→ **ABOUT THIS TASK**: Output every record exactly, and nothing more.
───── EXERCISE DATA
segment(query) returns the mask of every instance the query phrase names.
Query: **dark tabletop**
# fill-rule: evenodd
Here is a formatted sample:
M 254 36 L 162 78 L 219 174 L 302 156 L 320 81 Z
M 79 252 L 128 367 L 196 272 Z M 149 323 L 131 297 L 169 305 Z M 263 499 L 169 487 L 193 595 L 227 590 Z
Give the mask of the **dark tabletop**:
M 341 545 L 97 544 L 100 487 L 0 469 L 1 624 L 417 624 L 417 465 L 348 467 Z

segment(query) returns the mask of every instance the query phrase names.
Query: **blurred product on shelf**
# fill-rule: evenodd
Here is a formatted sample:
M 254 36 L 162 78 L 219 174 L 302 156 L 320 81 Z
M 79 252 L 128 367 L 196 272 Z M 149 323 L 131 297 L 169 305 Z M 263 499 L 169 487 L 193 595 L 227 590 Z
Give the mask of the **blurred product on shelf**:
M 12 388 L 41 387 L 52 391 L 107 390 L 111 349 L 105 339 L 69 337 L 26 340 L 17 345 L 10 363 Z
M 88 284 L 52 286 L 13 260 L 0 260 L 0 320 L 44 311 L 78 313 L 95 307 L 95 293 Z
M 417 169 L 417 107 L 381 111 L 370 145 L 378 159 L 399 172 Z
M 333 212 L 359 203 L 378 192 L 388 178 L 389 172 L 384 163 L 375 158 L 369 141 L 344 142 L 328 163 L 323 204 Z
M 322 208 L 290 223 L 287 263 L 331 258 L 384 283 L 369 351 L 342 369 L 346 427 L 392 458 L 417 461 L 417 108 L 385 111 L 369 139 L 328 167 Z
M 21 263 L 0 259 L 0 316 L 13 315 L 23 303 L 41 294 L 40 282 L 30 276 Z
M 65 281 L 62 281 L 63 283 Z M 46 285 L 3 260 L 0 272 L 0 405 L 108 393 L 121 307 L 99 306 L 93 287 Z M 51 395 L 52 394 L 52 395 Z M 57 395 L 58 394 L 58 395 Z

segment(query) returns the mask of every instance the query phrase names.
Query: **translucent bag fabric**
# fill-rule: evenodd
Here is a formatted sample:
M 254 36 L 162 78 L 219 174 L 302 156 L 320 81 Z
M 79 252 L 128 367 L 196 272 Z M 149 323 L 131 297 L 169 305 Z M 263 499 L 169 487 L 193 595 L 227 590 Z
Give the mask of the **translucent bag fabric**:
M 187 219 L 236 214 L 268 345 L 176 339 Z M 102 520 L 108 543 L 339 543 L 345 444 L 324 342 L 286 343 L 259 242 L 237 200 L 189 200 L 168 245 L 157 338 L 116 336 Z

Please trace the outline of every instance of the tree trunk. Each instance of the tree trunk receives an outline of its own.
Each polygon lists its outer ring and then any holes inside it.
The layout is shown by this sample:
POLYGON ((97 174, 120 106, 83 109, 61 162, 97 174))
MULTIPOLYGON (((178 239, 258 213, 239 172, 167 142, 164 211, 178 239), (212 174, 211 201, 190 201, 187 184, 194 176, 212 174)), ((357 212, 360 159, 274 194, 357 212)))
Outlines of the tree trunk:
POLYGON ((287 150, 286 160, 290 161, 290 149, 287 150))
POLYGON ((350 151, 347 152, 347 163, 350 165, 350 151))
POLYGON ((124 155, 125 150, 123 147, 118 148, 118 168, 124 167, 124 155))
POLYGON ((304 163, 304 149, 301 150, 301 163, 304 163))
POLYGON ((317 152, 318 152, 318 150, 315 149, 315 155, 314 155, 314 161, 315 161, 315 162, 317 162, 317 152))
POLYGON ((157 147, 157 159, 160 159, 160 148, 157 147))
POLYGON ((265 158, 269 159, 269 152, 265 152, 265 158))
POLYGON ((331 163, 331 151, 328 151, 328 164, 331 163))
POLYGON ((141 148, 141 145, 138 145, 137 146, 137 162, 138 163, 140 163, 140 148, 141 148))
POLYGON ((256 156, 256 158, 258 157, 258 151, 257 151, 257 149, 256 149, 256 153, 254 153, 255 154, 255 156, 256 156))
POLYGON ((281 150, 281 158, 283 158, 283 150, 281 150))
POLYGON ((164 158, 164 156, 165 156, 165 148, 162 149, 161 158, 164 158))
──────────
→ **SOLUTION FOR THIS EXERCISE**:
segment(query) returns the mask of every instance the query phrase names.
Query: **dark tabletop**
# fill-rule: evenodd
Here is a formatted sample:
M 254 36 L 162 78 L 219 174 L 302 156 L 320 81 Z
M 79 252 L 128 367 L 196 272 Z M 149 323 L 131 297 L 169 305 Z M 263 499 L 169 487 L 193 595 L 227 590 Z
Give the mask of the **dark tabletop**:
M 341 545 L 97 544 L 100 487 L 0 469 L 1 624 L 417 624 L 417 465 L 348 467 Z

segment(query) returns the mask of every instance the query phrase names.
Query: **blurred product on shelf**
# fill-rule: evenodd
Here is a formatted sample:
M 254 36 L 162 78 L 219 174 L 302 156 L 320 81 Z
M 79 252 L 128 367 L 196 272 Z M 149 323 L 131 297 L 169 305 Z M 263 499 L 169 487 L 193 595 L 227 590 Z
Give the mask of the **blurred product on shelf**:
M 12 388 L 41 387 L 52 391 L 107 390 L 111 349 L 105 339 L 69 337 L 26 340 L 17 345 L 10 363 Z
M 88 284 L 52 286 L 13 260 L 0 260 L 0 320 L 44 311 L 78 313 L 95 307 L 95 293 Z
M 417 169 L 417 107 L 381 111 L 370 145 L 378 159 L 399 172 Z
M 333 212 L 359 203 L 378 192 L 388 178 L 389 172 L 384 163 L 375 158 L 369 141 L 344 142 L 328 163 L 323 204 Z
M 322 208 L 290 223 L 287 263 L 331 258 L 384 283 L 369 351 L 342 369 L 346 427 L 392 458 L 417 461 L 417 108 L 385 111 L 369 139 L 328 167 Z
M 21 263 L 0 259 L 0 316 L 13 315 L 23 303 L 41 294 L 40 282 L 30 276 Z
M 65 281 L 62 281 L 63 283 Z M 46 285 L 3 260 L 0 272 L 0 405 L 108 393 L 121 307 L 99 306 L 93 287 Z M 51 395 L 52 394 L 52 395 Z M 57 395 L 58 394 L 58 395 Z

segment(query) returns the mask of every instance the query phrase names.
Query: **translucent bag fabric**
# fill-rule: evenodd
Here is a formatted sample:
M 254 36 L 162 78 L 219 174 L 302 156 L 320 81 Z
M 79 252 L 128 367 L 196 272 Z M 149 323 L 131 297 L 169 305 Z M 263 499 L 169 487 L 193 595 L 227 590 Z
Give the mask of the **translucent bag fabric**:
M 187 219 L 236 214 L 268 345 L 176 339 Z M 102 520 L 108 543 L 339 543 L 345 444 L 324 342 L 286 343 L 259 242 L 237 200 L 189 200 L 168 245 L 157 338 L 116 336 Z

Please trace the outline of every instance of the tree trunk. Each instance of the tree trunk receives an outline of its own.
Each polygon lists its outer ring and then any holes inside it.
The layout is shown by this sample:
POLYGON ((97 174, 120 106, 83 109, 61 162, 97 174))
MULTIPOLYGON (((178 239, 258 213, 239 172, 167 142, 164 211, 178 239), (212 174, 211 201, 190 201, 187 184, 194 176, 212 174)), ((357 212, 360 159, 274 194, 357 212)))
Outlines of the tree trunk:
POLYGON ((287 150, 286 160, 290 161, 290 149, 287 150))
POLYGON ((350 151, 347 152, 347 163, 350 165, 350 151))
POLYGON ((124 155, 125 150, 123 147, 118 148, 118 168, 124 167, 124 155))
POLYGON ((304 163, 304 149, 301 150, 301 163, 304 163))
POLYGON ((317 152, 318 152, 318 150, 315 149, 315 155, 314 155, 314 161, 315 161, 315 162, 317 162, 317 152))
POLYGON ((157 147, 157 159, 160 159, 160 148, 157 147))
POLYGON ((265 158, 269 159, 269 152, 265 152, 265 158))
POLYGON ((331 163, 331 151, 328 151, 328 164, 331 163))
POLYGON ((141 148, 141 145, 138 145, 137 146, 137 162, 138 163, 140 163, 140 148, 141 148))
POLYGON ((256 156, 256 158, 258 157, 258 151, 257 151, 257 149, 256 149, 256 153, 254 153, 255 154, 255 156, 256 156))
POLYGON ((281 150, 281 158, 283 158, 283 150, 281 150))
POLYGON ((164 158, 164 156, 165 156, 165 148, 162 149, 161 158, 164 158))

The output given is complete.